Written task - Show every line below that contains the string "woman", matching uppercase and lowercase exactly.

Record excerpts -
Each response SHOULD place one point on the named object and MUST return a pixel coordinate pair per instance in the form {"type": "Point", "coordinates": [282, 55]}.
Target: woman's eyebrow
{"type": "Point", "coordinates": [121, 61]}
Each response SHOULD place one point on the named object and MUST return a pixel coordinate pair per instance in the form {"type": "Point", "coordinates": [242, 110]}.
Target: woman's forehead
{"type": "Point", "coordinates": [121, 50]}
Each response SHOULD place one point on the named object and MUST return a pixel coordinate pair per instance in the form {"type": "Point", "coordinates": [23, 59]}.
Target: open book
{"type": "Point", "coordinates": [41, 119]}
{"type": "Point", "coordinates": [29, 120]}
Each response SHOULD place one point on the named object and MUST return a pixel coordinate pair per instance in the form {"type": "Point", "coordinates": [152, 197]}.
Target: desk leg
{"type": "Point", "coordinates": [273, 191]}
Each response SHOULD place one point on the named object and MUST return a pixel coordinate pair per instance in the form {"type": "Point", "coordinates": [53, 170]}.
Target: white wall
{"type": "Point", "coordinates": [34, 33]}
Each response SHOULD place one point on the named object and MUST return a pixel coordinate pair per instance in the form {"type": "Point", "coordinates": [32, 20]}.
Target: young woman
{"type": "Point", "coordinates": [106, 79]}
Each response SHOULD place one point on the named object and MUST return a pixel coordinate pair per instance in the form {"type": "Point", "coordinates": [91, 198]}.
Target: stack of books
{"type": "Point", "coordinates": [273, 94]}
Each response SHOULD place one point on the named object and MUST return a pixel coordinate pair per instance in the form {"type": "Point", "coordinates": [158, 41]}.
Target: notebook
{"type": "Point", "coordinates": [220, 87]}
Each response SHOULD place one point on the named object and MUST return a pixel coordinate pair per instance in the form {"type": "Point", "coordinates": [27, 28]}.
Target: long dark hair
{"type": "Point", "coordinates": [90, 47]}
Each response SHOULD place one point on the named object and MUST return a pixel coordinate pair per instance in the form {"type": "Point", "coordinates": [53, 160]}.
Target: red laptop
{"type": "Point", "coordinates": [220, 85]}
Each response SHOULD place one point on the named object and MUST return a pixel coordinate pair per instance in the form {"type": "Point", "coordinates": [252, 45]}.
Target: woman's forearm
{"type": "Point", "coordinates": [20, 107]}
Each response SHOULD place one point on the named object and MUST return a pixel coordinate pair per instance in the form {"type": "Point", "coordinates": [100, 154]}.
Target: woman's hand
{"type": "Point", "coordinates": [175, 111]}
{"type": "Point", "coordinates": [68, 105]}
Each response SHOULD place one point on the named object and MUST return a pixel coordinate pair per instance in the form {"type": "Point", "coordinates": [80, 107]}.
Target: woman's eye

Solution to this task -
Target: woman's eyebrow
Target: woman's forehead
Target: young woman
Target: woman's forearm
Target: woman's hand
Target: woman's eye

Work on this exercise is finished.